▼▼▼

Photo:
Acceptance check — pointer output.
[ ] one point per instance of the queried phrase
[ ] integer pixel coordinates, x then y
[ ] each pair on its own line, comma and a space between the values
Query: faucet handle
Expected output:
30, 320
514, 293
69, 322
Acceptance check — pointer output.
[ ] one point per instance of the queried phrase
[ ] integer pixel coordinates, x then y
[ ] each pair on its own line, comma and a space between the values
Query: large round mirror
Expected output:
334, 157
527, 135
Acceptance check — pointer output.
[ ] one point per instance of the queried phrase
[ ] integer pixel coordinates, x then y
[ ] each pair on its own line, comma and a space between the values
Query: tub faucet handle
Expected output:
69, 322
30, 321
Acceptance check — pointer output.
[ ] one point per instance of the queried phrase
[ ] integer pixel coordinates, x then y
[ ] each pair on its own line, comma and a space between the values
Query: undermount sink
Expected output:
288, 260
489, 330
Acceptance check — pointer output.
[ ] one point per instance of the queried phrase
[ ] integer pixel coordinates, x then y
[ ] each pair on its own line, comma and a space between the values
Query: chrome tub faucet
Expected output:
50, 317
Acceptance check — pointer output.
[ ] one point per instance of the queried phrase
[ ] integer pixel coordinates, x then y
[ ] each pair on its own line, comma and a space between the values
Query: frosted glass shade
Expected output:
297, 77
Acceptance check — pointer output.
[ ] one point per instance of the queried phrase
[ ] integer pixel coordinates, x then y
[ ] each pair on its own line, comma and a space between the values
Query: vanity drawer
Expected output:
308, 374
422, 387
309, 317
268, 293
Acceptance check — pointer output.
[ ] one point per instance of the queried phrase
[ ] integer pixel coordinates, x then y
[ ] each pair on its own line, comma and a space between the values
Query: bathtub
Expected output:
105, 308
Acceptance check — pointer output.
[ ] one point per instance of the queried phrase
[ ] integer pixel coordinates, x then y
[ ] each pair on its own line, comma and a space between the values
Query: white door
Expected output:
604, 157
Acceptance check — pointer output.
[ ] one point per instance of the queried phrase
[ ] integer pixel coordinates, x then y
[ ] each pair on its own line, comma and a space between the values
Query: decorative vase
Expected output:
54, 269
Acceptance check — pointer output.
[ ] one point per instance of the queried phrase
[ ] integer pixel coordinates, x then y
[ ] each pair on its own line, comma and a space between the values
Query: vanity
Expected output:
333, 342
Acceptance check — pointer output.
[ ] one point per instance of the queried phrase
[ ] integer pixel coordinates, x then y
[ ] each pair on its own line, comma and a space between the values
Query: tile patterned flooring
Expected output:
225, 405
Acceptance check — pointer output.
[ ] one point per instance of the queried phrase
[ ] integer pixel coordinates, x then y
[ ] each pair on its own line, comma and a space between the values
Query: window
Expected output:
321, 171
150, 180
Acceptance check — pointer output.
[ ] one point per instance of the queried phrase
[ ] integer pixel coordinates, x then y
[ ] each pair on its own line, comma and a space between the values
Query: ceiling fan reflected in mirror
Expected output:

▲▲▲

Problem statement =
Each of the records should be retyped exactly.

Response =
Photo:
Acceptance check — pointer output.
[ ] one point per instance of the queried phrase
[ ] integer pixel coordinates, x then y
[ ] each pair on its own line, comma and a space between the values
Query: faucet handle
Expected output:
30, 320
514, 293
69, 322
Acceptance check — pointer output.
[ ] one point per instance of the queried phrase
[ ] integer pixel coordinates, x then y
[ ] each pair on its own line, comma and a space between the values
Query: large round mirror
Expected output:
334, 157
527, 135
Acceptance check — pointer output.
[ ] one point per instance of the queried phrase
[ ] integer pixel coordinates, x then y
[ ] each pair on its own line, comma and a space between the values
Query: tub faucet handle
Expected output:
69, 322
30, 321
Acceptance check — pointer output.
[ ] one point per instance of the queried phrase
[ ] integer pixel coordinates, x then y
[ ] each pair on its own line, comma and a space between the values
Query: undermount sink
Expected output:
288, 260
489, 330
Acceptance check — pointer output.
[ ] one point per instance of the queried phrase
[ ] integer pixel coordinates, x then y
[ ] each pair on its own line, comma and a space between the values
Query: chrome tub faucet
Expected output:
50, 317
Acceptance check — pointer output.
[ ] one point per instance of the queried phrase
[ ] integer pixel coordinates, x then y
[ ] each pair on its own line, comma and a space between the values
Query: frosted glass shade
Expected output:
297, 77
Acceptance check — pointer output.
[ ] one point per instance of the queried phrase
[ ] integer pixel coordinates, x then y
[ ] each pair on its own line, comma and a space between the values
Query: vanity drawer
Expected output:
308, 374
422, 387
309, 317
268, 293
Acceptance check — pointer output.
[ ] one point per instance of the queried phrase
[ ] integer pixel coordinates, x then y
[ ] each pair on its own line, comma and a space between the values
Query: bathtub
Expected output:
105, 308
Acceptance check — pointer output.
[ ] one point per instance of the queried phrase
[ ] integer pixel coordinates, x then y
[ ] each pair on its own line, comma and a space between the values
Query: white door
Expected output:
604, 157
Acceptance check — pointer output.
[ ] one point per instance of the queried phrase
[ ] integer pixel coordinates, x then y
[ ] each pair on its own line, comma and a space between the values
Query: decorative vase
Expected output:
54, 269
Acceptance check — pointer output.
[ ] one point per instance of the queried phrase
[ ] integer pixel coordinates, x then y
[ ] each pair on its own line, comma and a space between the values
Query: vanity
Expected output:
333, 342
Acceptance check — pointer output.
[ ] one point per instance of the queried phrase
[ ] integer pixel coordinates, x then y
[ ] each pair on its own line, comma and a space between the values
Query: tile patterned flooring
Expected output:
225, 405
Acceptance check — pointer output.
[ ] one point per instance of the queried phrase
[ ] integer pixel coordinates, x then y
[ ] each pair on its own line, comma and a space between the values
Query: window
Expected output:
321, 171
150, 180
Acceptance check — pointer output.
[ ] one point per instance of the queried phrase
[ ] integer pixel coordinates, x then y
[ ] each pair on its own line, comma and a space between the values
Query: ceiling fan reflected in mirror
Expected output:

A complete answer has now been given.